=== TÂCHE DEMANDÉE ===
Écrivez la suite du texte sur Prometheus, à partir de sa dernière phrase.

=== TEXTE FOURNI ===
- - -
Prometheus
Vue d'ensemble
Prometheus est un système de monitoring et d'alerting open-source qui collecte et stocke les métriques sous forme de données temporelles. Développé par SoundCloud, il est devenu le standard pour le monitoring d'infrastructures cloud-native.
Philosophie
"Monitoring and alerting made reliable - Collectez, stockez et alertez sur vos métriques système et applicatives."
- - -
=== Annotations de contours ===
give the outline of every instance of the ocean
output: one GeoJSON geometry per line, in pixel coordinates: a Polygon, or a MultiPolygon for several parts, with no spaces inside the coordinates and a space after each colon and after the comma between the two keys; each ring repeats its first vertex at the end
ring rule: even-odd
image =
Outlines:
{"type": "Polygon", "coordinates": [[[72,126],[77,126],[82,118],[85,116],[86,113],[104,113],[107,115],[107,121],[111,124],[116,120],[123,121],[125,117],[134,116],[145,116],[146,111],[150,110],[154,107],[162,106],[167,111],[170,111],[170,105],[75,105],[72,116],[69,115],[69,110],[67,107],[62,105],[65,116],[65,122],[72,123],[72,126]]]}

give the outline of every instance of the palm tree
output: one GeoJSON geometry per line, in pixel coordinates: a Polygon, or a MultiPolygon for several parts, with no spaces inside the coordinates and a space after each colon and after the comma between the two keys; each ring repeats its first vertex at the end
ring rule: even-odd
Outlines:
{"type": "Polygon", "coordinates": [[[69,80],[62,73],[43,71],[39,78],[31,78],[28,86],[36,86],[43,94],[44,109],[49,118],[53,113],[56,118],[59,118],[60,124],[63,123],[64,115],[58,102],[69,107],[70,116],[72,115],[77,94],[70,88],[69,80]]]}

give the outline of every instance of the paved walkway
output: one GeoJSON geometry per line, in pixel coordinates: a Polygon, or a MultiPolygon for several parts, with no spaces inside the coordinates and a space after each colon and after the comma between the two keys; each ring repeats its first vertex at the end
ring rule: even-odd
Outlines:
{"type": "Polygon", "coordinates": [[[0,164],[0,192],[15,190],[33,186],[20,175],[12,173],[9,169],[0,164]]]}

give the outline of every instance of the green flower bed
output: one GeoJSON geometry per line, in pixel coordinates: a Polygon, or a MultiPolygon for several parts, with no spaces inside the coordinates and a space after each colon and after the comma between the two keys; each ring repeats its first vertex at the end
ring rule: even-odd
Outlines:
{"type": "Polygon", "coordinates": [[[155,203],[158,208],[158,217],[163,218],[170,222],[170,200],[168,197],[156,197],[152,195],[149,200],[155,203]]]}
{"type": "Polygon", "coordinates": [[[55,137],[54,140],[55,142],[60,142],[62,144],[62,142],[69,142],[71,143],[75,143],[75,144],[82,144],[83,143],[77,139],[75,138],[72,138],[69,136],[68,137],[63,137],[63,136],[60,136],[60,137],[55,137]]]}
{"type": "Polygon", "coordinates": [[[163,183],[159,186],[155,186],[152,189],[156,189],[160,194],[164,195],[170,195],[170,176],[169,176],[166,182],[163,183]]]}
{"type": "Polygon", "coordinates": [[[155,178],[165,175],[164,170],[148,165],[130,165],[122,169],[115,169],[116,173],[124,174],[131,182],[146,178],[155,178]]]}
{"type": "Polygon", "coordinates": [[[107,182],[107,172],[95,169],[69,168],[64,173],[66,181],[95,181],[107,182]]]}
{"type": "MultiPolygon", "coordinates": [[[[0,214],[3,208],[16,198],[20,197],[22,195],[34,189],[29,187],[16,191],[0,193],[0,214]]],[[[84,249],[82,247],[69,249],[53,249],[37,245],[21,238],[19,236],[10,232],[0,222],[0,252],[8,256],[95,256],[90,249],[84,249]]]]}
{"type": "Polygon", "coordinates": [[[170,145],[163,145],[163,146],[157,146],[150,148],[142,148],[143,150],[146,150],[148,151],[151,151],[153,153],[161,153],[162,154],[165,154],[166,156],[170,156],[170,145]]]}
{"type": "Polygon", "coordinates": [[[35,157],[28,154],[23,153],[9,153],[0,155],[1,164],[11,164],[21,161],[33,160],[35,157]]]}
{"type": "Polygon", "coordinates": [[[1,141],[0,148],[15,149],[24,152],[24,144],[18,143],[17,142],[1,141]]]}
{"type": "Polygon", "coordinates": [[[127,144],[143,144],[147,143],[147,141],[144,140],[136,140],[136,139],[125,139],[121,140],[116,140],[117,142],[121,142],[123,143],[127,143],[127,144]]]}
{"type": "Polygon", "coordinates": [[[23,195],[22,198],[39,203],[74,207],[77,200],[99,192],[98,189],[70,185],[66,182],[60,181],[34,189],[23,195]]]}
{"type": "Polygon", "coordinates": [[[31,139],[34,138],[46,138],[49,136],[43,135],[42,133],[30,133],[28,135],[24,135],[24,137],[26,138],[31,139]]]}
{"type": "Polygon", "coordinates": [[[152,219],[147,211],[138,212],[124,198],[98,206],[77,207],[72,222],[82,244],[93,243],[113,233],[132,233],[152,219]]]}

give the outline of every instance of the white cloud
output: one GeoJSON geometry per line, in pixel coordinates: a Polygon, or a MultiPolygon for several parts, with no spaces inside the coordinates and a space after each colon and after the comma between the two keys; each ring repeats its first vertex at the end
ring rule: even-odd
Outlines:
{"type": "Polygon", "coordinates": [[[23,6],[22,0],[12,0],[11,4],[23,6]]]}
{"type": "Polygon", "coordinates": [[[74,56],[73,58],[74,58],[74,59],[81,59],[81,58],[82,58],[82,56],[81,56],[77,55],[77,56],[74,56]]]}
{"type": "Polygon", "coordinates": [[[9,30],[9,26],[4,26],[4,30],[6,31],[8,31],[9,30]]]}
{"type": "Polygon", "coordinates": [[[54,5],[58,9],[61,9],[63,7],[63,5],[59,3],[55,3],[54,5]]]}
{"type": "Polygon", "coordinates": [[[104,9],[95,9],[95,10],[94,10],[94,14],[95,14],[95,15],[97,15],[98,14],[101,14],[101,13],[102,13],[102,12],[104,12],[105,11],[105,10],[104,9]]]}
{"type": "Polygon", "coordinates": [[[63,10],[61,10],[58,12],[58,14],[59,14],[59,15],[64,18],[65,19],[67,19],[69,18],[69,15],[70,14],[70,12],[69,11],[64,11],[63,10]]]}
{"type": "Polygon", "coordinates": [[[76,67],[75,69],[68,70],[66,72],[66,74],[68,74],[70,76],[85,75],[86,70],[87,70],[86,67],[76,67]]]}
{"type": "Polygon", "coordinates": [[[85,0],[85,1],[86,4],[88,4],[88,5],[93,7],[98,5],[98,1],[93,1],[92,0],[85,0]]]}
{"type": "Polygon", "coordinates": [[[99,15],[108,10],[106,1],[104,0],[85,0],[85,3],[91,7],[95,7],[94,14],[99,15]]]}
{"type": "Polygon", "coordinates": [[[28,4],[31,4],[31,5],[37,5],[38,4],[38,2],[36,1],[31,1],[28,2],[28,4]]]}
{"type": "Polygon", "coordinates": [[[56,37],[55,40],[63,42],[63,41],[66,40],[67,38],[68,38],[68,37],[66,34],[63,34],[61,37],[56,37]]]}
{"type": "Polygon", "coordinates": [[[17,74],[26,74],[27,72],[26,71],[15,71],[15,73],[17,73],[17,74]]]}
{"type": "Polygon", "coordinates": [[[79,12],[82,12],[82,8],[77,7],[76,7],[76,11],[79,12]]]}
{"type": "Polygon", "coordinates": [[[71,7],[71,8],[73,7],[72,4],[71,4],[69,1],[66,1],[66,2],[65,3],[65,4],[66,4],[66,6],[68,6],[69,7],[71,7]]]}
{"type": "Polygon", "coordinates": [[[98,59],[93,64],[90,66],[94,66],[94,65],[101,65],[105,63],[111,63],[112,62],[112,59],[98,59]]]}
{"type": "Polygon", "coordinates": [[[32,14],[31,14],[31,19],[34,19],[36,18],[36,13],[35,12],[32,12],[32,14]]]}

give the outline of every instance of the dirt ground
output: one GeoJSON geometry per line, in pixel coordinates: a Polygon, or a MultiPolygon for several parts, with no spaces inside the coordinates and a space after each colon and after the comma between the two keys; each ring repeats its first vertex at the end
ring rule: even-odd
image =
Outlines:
- - -
=== RÉPONSE À L'EXERCICE ===
Avantages clés
Architecture pull-based
- Scraping : Collecte active des métriques
- Service discovery : Découverte automatique des cibles
- Robustesse : Pas de dépendance côté application
- Scalabilité : Architecture décentralisée
Modèle de données puissant
- Time series : Données horodatées
- Labels : Dimensions multiples
- PromQL : Langage de requête expressif
- Agrégations : Calculs en temps réel
Écosystème riche
- Exporters : 100+ exporters communautaires
- Grafana : Visualisation avancée
- Alertmanager : Gestion des alertes
- Federation : Monitoring multi-cluster
Architecture
Composants principaux
- Prometheus Server : Collecte et stockage
- Exporters : Exposition des métriques
- Pushgateway : Métriques batch/temporaires
- Alertmanager : Gestion des alertes
- Web UI : Interface de requête
Configuration de base
# prometheus.yml
global:
scrape_interval: 15s
evaluation_interval: 15s
rule_files:
- "alerts.yml"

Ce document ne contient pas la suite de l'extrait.